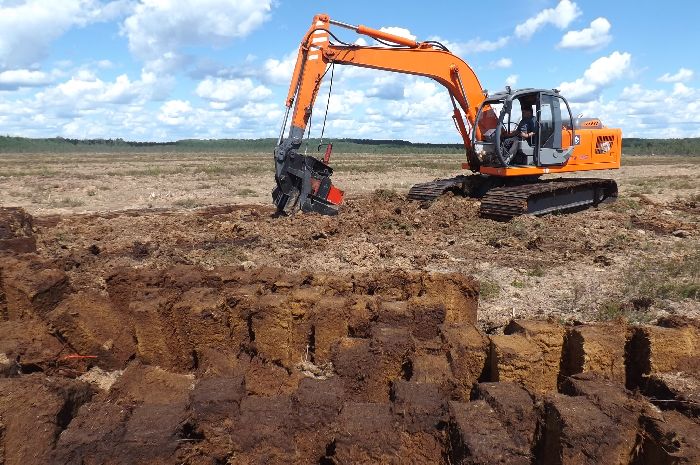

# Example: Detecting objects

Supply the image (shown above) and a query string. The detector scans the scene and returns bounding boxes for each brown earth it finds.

* * *

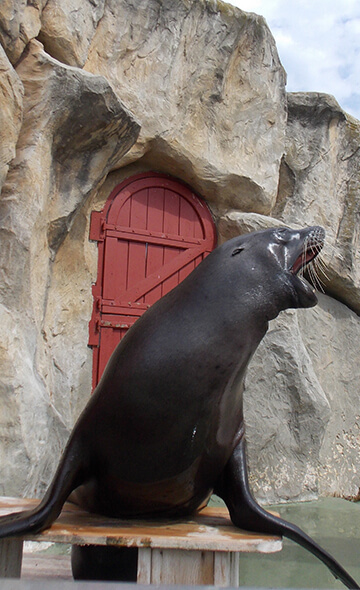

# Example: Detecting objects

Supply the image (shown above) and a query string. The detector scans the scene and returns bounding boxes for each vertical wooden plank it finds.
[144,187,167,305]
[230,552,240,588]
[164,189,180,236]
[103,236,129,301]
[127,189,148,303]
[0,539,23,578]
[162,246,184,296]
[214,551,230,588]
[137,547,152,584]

→ Exercise prompt: Collect every line of the material above that contains the string "scans". Treat the match as case-sensitive.

→ Response for this exercise:
Supply the image (shown above) and a query string. The detector scans the scene and returns bounding boxes for each brown earth it finds.
Supply the image (shown above) and a query string. The detector scans the scene and returns bounding boxes for each vertical wooden plank it finds.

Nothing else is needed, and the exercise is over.